=== PROBLEM STATEMENT ===
Copy the following lines without changing anything.

=== GIVEN DATA ===

[BEGIN]

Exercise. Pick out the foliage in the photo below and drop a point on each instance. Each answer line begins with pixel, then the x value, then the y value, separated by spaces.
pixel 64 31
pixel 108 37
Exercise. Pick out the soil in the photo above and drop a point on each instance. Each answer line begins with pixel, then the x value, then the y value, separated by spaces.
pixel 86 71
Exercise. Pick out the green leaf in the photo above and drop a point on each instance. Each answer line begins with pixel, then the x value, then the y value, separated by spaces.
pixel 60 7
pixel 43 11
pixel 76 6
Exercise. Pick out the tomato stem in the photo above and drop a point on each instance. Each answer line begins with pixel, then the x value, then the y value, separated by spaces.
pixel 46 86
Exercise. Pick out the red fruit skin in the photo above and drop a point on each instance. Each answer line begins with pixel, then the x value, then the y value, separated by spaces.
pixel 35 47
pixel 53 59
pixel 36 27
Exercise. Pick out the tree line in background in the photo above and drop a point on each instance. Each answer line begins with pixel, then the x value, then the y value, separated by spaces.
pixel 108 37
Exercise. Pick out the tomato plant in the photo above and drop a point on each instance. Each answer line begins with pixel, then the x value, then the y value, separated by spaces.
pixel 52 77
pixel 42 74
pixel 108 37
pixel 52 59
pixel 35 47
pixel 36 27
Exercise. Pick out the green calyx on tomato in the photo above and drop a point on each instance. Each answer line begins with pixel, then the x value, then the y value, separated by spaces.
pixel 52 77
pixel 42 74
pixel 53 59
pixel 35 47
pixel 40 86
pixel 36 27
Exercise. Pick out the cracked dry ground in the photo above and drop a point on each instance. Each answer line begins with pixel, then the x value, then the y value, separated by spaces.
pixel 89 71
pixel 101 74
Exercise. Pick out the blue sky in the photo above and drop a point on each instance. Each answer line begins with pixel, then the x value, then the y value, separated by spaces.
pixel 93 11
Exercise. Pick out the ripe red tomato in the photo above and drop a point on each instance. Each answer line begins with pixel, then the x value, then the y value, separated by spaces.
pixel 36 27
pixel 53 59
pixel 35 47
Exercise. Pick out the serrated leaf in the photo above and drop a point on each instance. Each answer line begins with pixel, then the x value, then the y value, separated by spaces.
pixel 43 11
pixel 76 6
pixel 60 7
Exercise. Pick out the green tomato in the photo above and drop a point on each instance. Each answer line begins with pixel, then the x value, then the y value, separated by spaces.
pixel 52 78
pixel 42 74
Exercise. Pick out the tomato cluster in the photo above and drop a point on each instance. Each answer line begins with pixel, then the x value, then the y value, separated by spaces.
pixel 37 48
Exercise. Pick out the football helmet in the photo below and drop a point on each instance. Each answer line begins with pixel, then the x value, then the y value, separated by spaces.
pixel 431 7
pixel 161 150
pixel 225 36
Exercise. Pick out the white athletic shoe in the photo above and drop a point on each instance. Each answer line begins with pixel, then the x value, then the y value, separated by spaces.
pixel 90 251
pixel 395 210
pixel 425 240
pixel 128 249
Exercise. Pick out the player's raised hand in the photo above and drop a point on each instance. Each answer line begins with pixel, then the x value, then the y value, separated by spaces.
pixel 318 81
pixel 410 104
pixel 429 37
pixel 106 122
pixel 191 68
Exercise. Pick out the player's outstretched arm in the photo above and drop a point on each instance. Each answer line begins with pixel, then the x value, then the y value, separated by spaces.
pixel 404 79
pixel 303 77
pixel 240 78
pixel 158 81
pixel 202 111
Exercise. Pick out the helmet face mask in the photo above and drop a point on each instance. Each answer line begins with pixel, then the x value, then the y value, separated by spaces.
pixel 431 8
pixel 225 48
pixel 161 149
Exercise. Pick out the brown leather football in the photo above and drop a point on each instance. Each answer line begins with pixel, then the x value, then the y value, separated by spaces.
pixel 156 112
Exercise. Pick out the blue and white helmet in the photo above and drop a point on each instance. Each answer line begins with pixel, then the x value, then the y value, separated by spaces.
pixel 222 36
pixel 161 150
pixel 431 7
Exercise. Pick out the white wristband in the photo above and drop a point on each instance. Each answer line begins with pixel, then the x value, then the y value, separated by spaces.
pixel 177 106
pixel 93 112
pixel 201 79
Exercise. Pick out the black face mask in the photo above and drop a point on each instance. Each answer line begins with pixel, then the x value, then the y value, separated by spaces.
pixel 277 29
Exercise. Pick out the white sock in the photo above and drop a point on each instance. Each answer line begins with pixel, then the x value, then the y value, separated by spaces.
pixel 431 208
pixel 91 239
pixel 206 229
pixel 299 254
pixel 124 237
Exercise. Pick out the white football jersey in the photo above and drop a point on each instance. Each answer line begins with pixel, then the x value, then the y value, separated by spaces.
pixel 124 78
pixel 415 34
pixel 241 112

[END]

=== TASK RESULT ===
Exercise. Pick out the foliage in the photo below and drop a point on each instance. Each answer line begins with pixel, then the x value, then the y value, separated by spaces.
pixel 64 31
pixel 108 37
Exercise. Pick out the soil in the photo above and drop a point on each instance. Each answer line begins with pixel, then the x value, then the y value, separated by spaces.
pixel 86 71
Exercise. Pick out the green leaf in the photo above and drop a point on each instance. Each answer line begins with pixel, then the x value, then the y value, separated by spaces.
pixel 60 7
pixel 43 11
pixel 76 6
Exercise. Pick out the tomato stem in the photo above and drop a point on each instance. Each answer line begins with pixel, then the x value, then the y value, separated by spaces.
pixel 46 86
Exercise. Pick out the red fruit skin in the photo above and drop a point on each instance. Each answer line begins with pixel, then the x value, then the y value, separated by spaces.
pixel 35 47
pixel 53 59
pixel 36 27
Exercise. Pick out the tree line in background in the photo above and drop a point on each instance. Each answer line begins with pixel, then the x value, then the y value, separated by spaces.
pixel 108 37
Exercise. Pick out the tomato plant in the photo above and drop a point on each instance. Each answer line begins with pixel, then the x value, then the y value, separated by spaces.
pixel 52 77
pixel 42 74
pixel 108 37
pixel 52 59
pixel 35 47
pixel 36 27
Exercise. Pick out the green calyx on tomato in the photo above and drop a point on each instance. Each answer line begins with pixel, then the x value, then the y value, separated by spaces.
pixel 52 77
pixel 42 74
pixel 53 59
pixel 35 47
pixel 40 86
pixel 36 27
Exercise. Pick out the cracked dry ground in the photo above and drop a point on each instance. Each answer line begins with pixel, then the x value, then the y value, separated by spaces.
pixel 89 71
pixel 101 74
Exercise. Pick out the blue sky in the photo above and drop a point on each instance. Each answer line begins with pixel, then the x value, then the y value, separated by spaces.
pixel 93 11
Exercise. Pick out the ripe red tomato in the photo above and drop a point on each instance. Each answer line begins with pixel, then the x value, then the y value, separated by spaces.
pixel 36 27
pixel 53 59
pixel 35 47
Exercise. Pick out the serrated leaf in the photo above and drop a point on each instance. Each answer line begins with pixel, then the x value, then the y value, separated by spaces.
pixel 43 11
pixel 76 6
pixel 60 7
Exercise. Pick out the green tomato in the photo above and drop a point on each instance. Each answer line begins with pixel, then the x value, then the y value, separated by spaces.
pixel 52 78
pixel 42 74
Exercise. Pick out the tomato cluster in the photo above and drop a point on each instance. Each answer line begins with pixel, then the x value, then the y value, separated by spaces.
pixel 37 48
Exercise. Pick out the football helmet in the photo below and drop a point on each instance. Each answer line begins with pixel, then the x value, then the y value, separated by spaces.
pixel 431 7
pixel 161 150
pixel 225 36
Exercise. Pick out the white athletic shoe in the photo above and drop a point on each instance. Each answer line begins with pixel, then the x value, then the y value, separated by spaces.
pixel 90 251
pixel 395 210
pixel 425 240
pixel 128 249
Exercise. Pick out the player's raised hand in the photo above and drop a point on each instance. Each answer line begins with pixel, then the x value, then the y value, separated by spaces.
pixel 318 81
pixel 410 104
pixel 429 37
pixel 106 122
pixel 191 68
Exercise. Pick out the player's outstretched arm in the photo above and drop a point on each instance. Each answer line begins with pixel, then the x value, then the y value, separated by spaces.
pixel 404 79
pixel 303 77
pixel 240 78
pixel 158 81
pixel 202 111
Exercise. Pick out the helmet face mask in the photo above and drop a point on each instance. Each answer line begins with pixel, then the x value, then the y value, separated by spaces.
pixel 431 8
pixel 225 48
pixel 161 149
Exercise. Pick out the brown leather football in the photo above and drop a point on each instance. Each answer line begins with pixel, then the x value, then the y value, separated by spaces.
pixel 156 112
Exercise. Pick out the blue and white helmet in the photo above and drop a point on each instance. Each answer line begins with pixel, then the x value, then the y value, separated by spaces.
pixel 222 36
pixel 161 150
pixel 431 7
Exercise. Pick out the white wristband in the photo above and drop a point on each instance. Each answer line begins with pixel, then the x value, then the y value, separated by spaces.
pixel 177 106
pixel 93 112
pixel 201 79
Exercise. Pick out the black face mask in the photo above and drop a point on each instance. Each answer line begins with pixel, then the x value, then the y value, separated by spaces.
pixel 277 29
Exercise. Pick out the white sock in the photo above and drop a point on each instance. Each answer line begins with pixel, then the x value, then the y value, separated by spaces.
pixel 431 208
pixel 91 239
pixel 206 229
pixel 299 254
pixel 124 237
Exercise. Pick out the white football jersey in the photo above and drop a point on each instance. Each answer line begins with pixel, then the x value, then the y value, separated by spaces.
pixel 124 78
pixel 415 34
pixel 241 112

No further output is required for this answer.